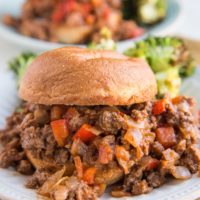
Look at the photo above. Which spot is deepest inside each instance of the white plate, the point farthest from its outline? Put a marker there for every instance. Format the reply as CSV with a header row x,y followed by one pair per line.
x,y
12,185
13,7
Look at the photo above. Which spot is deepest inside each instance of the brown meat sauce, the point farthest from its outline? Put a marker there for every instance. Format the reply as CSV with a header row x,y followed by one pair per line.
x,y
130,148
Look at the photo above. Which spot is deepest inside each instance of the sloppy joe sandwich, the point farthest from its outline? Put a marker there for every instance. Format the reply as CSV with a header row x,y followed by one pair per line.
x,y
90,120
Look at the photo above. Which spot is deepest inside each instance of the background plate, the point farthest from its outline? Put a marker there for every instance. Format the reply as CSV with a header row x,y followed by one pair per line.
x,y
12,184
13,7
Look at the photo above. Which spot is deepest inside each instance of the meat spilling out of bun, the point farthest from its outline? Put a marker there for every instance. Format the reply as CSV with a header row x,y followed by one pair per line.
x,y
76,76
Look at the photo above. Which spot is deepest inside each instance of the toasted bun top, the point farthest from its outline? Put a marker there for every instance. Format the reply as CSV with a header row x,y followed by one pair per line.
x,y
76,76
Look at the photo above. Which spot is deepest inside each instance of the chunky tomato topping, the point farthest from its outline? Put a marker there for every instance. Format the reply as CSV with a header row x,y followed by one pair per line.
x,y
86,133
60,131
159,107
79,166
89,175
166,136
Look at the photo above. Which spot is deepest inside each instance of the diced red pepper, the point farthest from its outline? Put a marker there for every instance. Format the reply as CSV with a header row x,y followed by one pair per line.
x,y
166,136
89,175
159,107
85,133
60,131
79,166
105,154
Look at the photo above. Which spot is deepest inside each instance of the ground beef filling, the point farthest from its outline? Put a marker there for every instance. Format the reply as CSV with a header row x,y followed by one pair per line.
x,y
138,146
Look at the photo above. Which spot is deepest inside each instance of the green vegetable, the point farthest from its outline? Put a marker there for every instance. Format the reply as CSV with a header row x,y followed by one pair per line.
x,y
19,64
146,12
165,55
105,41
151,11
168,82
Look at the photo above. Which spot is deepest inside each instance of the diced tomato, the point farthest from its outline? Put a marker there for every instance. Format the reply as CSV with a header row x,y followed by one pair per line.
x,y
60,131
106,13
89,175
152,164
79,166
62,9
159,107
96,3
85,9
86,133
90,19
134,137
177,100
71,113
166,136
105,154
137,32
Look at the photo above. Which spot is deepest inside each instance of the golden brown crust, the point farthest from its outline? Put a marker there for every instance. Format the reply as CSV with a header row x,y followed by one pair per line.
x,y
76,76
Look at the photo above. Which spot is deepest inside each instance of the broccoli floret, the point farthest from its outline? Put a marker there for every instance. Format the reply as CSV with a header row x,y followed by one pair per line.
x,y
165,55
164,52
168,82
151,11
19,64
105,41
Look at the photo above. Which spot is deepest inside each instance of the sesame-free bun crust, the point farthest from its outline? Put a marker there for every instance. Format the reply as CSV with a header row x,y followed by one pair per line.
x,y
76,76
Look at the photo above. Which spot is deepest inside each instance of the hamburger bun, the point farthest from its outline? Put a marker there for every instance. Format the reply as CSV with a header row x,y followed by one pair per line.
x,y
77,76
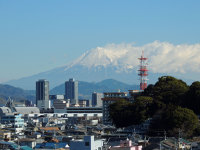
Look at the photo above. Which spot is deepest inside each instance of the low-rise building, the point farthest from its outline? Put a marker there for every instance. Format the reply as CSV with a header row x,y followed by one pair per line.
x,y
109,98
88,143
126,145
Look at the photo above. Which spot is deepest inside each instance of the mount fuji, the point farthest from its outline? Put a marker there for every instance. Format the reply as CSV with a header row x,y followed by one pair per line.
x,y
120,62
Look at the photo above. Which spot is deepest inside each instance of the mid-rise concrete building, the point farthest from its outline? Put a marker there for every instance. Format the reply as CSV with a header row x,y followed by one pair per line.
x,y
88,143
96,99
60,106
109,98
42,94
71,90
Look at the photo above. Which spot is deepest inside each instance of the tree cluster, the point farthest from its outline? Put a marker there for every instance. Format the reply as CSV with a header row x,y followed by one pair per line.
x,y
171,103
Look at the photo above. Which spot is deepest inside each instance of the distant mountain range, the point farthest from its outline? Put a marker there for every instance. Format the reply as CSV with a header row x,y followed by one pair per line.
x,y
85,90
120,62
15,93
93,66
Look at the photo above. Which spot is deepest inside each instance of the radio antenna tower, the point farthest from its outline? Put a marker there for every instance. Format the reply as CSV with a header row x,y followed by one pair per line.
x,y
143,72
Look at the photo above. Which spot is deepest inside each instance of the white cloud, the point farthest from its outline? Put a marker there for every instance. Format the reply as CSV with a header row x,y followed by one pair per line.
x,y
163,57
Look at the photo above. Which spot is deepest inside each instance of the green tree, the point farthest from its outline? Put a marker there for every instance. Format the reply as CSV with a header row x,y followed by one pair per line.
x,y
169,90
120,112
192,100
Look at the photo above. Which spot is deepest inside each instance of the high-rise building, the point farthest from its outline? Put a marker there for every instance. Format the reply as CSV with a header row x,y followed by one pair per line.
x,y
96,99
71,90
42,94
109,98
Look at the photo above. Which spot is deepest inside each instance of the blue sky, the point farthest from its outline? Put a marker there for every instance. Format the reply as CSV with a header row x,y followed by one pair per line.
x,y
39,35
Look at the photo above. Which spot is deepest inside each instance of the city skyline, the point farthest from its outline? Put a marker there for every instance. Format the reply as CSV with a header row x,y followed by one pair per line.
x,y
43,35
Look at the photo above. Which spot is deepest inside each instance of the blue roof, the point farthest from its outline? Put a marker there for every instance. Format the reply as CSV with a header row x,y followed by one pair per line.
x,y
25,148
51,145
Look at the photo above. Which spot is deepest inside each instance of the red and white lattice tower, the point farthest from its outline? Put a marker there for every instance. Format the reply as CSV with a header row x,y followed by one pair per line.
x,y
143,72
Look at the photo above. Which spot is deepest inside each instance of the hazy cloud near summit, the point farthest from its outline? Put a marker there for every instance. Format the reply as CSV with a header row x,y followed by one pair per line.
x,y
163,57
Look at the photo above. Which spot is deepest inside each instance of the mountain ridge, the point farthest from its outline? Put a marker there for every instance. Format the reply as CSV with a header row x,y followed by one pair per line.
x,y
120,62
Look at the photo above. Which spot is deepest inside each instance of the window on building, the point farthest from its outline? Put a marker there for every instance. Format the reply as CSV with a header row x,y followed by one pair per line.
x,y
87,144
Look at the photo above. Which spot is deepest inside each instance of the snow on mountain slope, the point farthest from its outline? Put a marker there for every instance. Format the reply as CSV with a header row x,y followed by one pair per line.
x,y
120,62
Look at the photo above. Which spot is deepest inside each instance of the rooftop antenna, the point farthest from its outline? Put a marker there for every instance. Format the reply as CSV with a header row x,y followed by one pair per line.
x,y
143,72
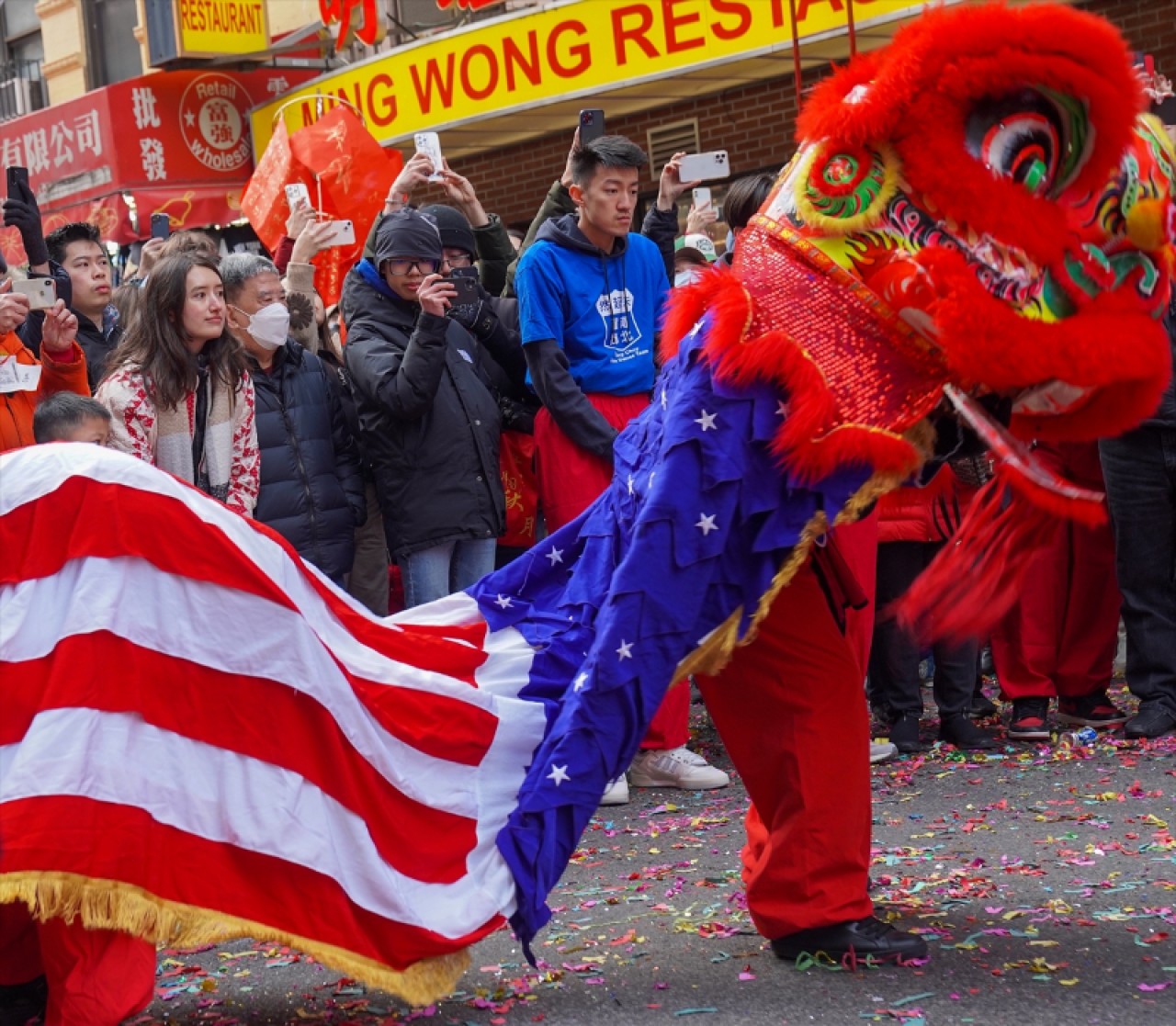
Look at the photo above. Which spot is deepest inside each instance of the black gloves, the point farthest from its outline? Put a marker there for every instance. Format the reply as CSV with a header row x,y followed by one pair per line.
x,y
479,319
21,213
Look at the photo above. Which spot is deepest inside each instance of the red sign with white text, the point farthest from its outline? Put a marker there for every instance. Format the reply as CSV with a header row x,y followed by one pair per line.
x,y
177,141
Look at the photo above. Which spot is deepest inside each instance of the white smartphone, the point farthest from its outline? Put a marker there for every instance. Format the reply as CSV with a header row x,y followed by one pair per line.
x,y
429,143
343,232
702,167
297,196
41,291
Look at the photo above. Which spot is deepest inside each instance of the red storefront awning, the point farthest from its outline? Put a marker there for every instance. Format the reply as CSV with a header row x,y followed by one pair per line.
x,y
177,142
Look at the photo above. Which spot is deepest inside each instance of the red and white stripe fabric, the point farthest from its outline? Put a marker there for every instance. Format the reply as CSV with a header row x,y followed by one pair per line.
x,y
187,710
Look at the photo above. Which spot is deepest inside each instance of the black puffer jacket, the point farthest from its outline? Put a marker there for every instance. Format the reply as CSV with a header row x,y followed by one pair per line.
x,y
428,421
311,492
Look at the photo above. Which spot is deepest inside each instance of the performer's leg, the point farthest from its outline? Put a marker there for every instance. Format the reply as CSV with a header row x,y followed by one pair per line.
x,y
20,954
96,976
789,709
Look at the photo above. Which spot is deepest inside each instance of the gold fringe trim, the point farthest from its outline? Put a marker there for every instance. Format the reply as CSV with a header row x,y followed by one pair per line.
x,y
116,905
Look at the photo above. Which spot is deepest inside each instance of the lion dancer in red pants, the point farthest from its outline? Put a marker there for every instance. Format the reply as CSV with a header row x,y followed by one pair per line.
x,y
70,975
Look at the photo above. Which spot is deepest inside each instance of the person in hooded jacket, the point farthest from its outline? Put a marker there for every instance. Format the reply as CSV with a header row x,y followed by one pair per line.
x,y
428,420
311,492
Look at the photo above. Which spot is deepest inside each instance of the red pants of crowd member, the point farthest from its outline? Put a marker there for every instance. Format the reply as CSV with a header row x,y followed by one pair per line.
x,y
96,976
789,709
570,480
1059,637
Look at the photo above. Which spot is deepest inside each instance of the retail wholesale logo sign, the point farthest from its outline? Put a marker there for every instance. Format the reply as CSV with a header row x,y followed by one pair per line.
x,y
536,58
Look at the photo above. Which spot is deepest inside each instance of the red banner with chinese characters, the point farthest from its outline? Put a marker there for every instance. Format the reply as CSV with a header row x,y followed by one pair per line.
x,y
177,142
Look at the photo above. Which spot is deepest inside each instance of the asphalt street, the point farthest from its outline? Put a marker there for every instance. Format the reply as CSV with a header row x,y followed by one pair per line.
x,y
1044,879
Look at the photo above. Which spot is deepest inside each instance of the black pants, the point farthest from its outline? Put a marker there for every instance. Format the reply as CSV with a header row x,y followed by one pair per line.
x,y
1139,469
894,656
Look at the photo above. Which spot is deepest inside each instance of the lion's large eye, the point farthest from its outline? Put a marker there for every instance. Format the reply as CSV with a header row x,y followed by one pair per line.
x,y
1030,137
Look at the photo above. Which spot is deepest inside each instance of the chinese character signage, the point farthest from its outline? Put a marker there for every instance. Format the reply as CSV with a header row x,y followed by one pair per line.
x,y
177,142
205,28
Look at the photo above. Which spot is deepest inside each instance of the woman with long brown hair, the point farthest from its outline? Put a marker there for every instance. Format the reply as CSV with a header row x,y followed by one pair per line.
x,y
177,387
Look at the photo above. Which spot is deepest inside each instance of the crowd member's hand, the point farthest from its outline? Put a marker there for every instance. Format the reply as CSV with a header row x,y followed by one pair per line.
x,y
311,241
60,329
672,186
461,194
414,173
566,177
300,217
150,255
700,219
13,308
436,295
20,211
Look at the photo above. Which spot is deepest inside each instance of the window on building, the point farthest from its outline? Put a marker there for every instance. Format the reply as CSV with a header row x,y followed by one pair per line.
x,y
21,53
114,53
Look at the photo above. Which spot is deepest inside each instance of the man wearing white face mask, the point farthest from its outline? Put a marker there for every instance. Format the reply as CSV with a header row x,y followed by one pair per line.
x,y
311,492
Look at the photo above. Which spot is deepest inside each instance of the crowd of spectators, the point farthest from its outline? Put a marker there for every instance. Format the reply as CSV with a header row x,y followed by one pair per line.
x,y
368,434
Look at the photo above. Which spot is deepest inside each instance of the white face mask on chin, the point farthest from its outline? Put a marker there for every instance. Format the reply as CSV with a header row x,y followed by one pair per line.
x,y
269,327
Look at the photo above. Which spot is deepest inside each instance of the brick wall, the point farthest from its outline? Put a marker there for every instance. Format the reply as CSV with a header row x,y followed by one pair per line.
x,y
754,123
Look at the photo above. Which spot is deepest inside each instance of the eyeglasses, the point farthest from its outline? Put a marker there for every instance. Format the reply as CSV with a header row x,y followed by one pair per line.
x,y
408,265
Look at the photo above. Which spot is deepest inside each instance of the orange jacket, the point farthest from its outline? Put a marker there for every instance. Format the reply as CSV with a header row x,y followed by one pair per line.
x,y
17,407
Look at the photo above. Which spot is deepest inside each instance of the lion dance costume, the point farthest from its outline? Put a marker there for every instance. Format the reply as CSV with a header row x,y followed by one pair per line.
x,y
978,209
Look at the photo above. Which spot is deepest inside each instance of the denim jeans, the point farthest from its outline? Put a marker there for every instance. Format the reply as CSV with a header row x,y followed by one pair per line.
────
▶ **WHAT YOU WILL DO**
Reproduce verbatim every line of the records from the line containing "of the orange" through the final line of the records, both included.

▶ **RESPONSE TO THIS TASK**
Look at the photo above. Which spot is deepest inside each instance of the orange jacket, the point farthest from its outline? Put a marker there for every instance. Format the reply as CSV with a header row x,y followed by one pair per line.
x,y
17,407
Look at the photo above. Which spot is deepest inside each instance of the lion dance costume, the point farthest from its outline? Put a marker there for every instance. Format the reply as CSV with a header row x,y followed by one pair per line.
x,y
978,209
Look at the photo above. Which spot is deepest inside each instance of the denim jeans, the point farthest from its outline? Put a marker there for every instance. Format the reply as CSV with a header row x,y followed by one pair per line.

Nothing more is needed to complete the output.